Trecho selecionado:

#####

Aristóteles afirma que as ciências superiores buscam as causas supremas, e são, assim, atividades de homens livres. E não há causa maior do que a mais universal possível, que explique o ser de todas as coisas. Totalmente fiel ao legado platônico, o autor afirmará que a finalidade de qualquer ser é o bem, e que, sendo assim, o fim geral de todas as coisas é o sumo bem (982b5). Que exista uma causa unificada que explique universalmente o ser de todas as coisas é o reconhecimento que o autor presta aos méritos do idealismo platônico, e é o que livra definitivamente o Estagirita da acusação de ser um filósofo naturalista, ou empirista, etc. Já tivemos ocasião de afirmar isso antes, e aqui se consolida esse entendimento.

Na distinção entre o que é a sabedoria mais livre e próxima ao bem divino, que do ponto de vista filosófico é justamente a Metafísica, e todas as demais formas de saber humano dirigido a objetos inferiores, Aristóteles produz a sua sentença eterna que distingue a atividade intelectual livre da escravidão: “Todas as outras ciências serão mais necessárias do que esta, mas nenhuma lhe será superior” (983a10).

Com muita honestidade e humildade o autor reconhece que trabalha na esteira de uma sabedoria que os gregos já vinham produzido desde antes:

Entre os destaques do período pré-socrático na investigação do primeiro princípio, o autor destaca com razão Anaxágoras, Pitágoras (ou “os pitagóricos”), e Parmênides. Antes de Platão estes foram os melhores filósofos que encontravam explicações no Logos, no Número (especialmente no Um) e no Ser. Tudo isso fluiu para a descoberta do Uno como uma Inteligência suprema, mais ou menos identificado depois por Platão como Sumo-Bem.

#####

O que fazer:
Liste os nomes que o trecho sobre Aristóteles apresenta como destaques do período pré-socrático na investigação do primeiro princípio. As linhas a seguir não são necessárias.

(Linhas de dados de anotação de caixas)
#####

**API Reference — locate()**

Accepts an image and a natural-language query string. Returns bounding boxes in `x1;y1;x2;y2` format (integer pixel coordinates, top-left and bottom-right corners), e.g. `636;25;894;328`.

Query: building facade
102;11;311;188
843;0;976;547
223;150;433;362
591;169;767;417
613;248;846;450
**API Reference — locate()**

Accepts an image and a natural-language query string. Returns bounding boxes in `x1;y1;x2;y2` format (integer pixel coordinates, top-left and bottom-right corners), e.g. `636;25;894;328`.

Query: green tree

#####

Exercício resolvido:
Anaxágoras, Pitágoras (ou "os pitagóricos") e Parmênides.